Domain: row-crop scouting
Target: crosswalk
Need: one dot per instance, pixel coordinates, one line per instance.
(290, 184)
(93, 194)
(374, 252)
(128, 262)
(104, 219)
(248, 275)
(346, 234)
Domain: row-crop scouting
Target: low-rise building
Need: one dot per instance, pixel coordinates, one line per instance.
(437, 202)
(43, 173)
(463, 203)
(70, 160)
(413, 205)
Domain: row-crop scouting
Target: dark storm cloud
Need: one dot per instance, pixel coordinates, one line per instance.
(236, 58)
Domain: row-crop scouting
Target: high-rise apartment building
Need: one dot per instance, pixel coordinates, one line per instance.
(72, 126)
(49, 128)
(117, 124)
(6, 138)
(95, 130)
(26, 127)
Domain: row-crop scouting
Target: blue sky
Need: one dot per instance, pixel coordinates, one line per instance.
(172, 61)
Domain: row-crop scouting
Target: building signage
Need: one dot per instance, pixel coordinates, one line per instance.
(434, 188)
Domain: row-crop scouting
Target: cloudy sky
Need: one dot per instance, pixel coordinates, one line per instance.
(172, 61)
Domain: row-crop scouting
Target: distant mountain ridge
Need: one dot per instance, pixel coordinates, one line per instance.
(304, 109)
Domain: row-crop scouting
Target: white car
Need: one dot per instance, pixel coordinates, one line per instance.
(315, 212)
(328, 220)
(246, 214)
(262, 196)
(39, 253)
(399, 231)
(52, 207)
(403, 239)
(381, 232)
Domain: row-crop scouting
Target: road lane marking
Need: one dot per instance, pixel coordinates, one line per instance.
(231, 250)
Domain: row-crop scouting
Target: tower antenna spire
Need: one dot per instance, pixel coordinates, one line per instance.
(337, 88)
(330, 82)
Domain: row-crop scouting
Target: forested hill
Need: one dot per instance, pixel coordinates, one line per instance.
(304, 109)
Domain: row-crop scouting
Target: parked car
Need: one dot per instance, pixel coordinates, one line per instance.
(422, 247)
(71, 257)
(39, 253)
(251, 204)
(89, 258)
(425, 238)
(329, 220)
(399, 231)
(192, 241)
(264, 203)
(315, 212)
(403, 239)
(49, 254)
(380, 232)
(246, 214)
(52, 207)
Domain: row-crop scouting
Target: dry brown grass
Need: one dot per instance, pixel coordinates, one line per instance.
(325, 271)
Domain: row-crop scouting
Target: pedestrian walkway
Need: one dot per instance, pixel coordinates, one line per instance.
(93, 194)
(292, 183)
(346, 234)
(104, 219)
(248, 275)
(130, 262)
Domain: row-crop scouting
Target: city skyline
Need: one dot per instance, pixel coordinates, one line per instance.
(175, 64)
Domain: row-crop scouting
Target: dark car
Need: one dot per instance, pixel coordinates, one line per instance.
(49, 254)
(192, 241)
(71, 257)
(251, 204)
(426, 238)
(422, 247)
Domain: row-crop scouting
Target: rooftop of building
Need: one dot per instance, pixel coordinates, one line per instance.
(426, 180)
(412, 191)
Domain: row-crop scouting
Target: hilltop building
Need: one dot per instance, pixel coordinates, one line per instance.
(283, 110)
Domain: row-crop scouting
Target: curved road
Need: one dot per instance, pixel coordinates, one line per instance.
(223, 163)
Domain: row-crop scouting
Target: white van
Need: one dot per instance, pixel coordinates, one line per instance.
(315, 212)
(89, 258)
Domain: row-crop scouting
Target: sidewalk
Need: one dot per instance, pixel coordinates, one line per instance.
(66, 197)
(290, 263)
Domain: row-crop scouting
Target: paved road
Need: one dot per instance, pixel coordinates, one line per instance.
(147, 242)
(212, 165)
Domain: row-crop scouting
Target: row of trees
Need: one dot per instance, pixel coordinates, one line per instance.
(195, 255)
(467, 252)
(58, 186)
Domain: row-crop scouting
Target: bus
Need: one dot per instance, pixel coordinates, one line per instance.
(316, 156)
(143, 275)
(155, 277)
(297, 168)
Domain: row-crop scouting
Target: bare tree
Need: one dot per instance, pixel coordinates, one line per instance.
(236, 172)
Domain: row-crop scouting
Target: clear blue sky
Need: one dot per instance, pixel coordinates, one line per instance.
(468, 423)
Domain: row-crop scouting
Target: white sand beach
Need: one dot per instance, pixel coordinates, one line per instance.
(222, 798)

++++++++

*Request:*
Repeat the entries above exactly, leaving nothing out.

*Answer to the task:*
Domain: row-crop scouting
Target: crosswalk
Need: one dot per instance, pixel coordinates, one line per instance.
(290, 184)
(93, 194)
(374, 252)
(128, 262)
(104, 219)
(248, 275)
(346, 234)
Domain: row-crop scouting
Target: low-rise building
Need: one dot per instance, pixel coordinates, one line per instance.
(437, 202)
(43, 173)
(463, 203)
(70, 160)
(413, 205)
Domain: row-crop scouting
Target: dark storm cloud
Need: one dot per instance, pixel coordinates, one line per instance.
(236, 58)
Domain: row-crop scouting
Target: high-rise apartment building
Need: one dot per instance, pixel coordinates, one line per instance.
(72, 126)
(49, 128)
(117, 124)
(6, 138)
(95, 130)
(26, 127)
Domain: row-crop scouting
Target: blue sky
Need: one dot per instance, pixel coordinates, one line per instance.
(172, 61)
Domain: row-crop scouting
Target: building signage
Need: one dot per instance, pixel coordinates, one line per instance.
(434, 188)
Domain: row-crop scouting
Target: cloudy sky
Need: one dot per instance, pixel coordinates, one line per instance.
(172, 61)
Domain: row-crop scouting
Target: distant mountain ridge
Need: one dot per instance, pixel coordinates, one line per instance.
(304, 109)
Domain: row-crop scouting
Target: white car
Need: one dot per instance, pixel coordinates, one line per instance.
(315, 212)
(328, 220)
(246, 214)
(262, 196)
(39, 253)
(399, 231)
(52, 207)
(403, 239)
(381, 232)
Domain: row-crop scouting
Target: road lane marking
Need: one dot per instance, pixel coordinates, one line per instance.
(231, 250)
Domain: row-crop scouting
Target: tower antenna spire
Need: one dot per instance, pixel coordinates, one line per instance.
(337, 88)
(330, 82)
Domain: row-crop scouting
Target: forested hill
Need: one dot per instance, pixel coordinates, one line per instance.
(304, 109)
Domain: row-crop scouting
Target: parked car
Need: one dot per instance, pixel coordinates, one line per instance.
(422, 247)
(71, 257)
(39, 253)
(251, 204)
(89, 258)
(425, 238)
(329, 220)
(399, 231)
(192, 241)
(264, 203)
(315, 212)
(403, 239)
(49, 254)
(380, 232)
(246, 214)
(52, 207)
Domain: row-crop scouting
Target: dry brown grass
Need: one dot per instance, pixel coordinates, one line per instance.
(325, 271)
Domain: row-crop scouting
Target: pedestrian walkway
Need: one dot per instance, pixel coordinates, one line per instance.
(93, 194)
(292, 183)
(346, 234)
(104, 219)
(248, 275)
(130, 262)
Domain: row-crop scouting
Target: city skyline
Need: one dot per instance, pixel coordinates, one line per instance.
(175, 64)
Domain: row-crop scouting
Target: dark car
Need: one dot per instance, pixel coordinates, one line per instance.
(49, 254)
(192, 241)
(71, 257)
(251, 204)
(426, 238)
(422, 247)
Domain: row-crop scouting
Target: rooftop of building
Need: one dot per instance, pixel coordinates, one line per instance.
(426, 180)
(412, 191)
Domain: row-crop scouting
Target: hilltop building
Need: one dot per instance, pixel coordinates, one line per instance.
(283, 110)
Domain: row-crop scouting
Target: curved road
Need: one dot per instance, pixel coordinates, one line per instance.
(223, 163)
Domain: row-crop scouting
Target: white van
Need: one dot per instance, pixel coordinates, one line per instance.
(315, 212)
(89, 258)
Domain: row-crop scouting
Target: sidewalk
Need: one dot per instance, pixel coordinates, one line per instance.
(66, 197)
(290, 263)
Domain: row-crop scouting
Target: paved road
Need: one dot per instance, pixel coordinates, one line per instance.
(147, 242)
(212, 165)
Domain: row-crop scouting
Target: row of trees
Need: one dot per instance, pixel coordinates, one line per instance.
(195, 255)
(467, 252)
(58, 186)
Domain: row-crop scouting
Target: bus
Need: one dot per instance, pixel coordinates, one line per instance.
(316, 156)
(143, 275)
(155, 277)
(297, 168)
Domain: row-crop scouting
Target: bare tree
Need: one dot per instance, pixel coordinates, one line per instance.
(236, 172)
Domain: row-crop scouting
Target: clear blue sky
Need: one dot per instance, pixel coordinates, one line per instance.
(468, 423)
Domain: row-crop scouting
Target: white sand beach
Need: one dot per instance, pixel coordinates, one line per instance.
(222, 798)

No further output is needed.